Data records
%%

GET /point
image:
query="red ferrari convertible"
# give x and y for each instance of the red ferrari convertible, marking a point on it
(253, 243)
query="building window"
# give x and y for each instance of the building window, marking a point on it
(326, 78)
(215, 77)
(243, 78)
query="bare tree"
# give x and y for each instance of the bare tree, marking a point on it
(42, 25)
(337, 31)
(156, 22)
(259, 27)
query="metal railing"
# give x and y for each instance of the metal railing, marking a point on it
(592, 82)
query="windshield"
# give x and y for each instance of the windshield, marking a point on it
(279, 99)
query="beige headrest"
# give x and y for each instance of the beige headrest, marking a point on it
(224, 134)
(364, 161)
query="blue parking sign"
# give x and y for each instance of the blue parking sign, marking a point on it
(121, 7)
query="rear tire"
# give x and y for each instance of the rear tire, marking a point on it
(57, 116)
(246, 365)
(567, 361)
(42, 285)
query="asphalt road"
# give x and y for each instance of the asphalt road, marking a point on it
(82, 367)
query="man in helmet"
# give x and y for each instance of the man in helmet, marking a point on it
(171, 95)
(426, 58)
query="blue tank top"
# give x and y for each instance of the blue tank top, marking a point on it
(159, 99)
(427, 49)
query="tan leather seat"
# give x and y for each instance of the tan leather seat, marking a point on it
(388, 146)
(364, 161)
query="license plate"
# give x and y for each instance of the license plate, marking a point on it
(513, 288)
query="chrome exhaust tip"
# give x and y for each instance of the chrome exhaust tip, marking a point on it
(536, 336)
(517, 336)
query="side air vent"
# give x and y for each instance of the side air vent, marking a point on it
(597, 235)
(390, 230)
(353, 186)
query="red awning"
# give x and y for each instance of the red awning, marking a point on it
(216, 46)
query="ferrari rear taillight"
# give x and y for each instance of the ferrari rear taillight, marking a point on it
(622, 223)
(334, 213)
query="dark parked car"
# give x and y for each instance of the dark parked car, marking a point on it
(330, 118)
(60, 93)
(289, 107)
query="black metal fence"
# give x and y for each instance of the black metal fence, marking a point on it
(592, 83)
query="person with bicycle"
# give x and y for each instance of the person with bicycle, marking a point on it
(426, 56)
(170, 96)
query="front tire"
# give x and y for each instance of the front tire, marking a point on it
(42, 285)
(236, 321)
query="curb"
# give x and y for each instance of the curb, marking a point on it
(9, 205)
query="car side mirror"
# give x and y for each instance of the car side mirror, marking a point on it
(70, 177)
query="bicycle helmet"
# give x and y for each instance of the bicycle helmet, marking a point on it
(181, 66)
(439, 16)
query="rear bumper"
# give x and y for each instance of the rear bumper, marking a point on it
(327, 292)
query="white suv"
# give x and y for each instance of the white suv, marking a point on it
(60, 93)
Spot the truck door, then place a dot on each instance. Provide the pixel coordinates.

%%

#### [What is expected]
Pull out every line in the records above that contains the word "front", and copy each one as it appears.

#### [Task output]
query="front tire"
# give x and y for each instance of the front tire, marking a point on it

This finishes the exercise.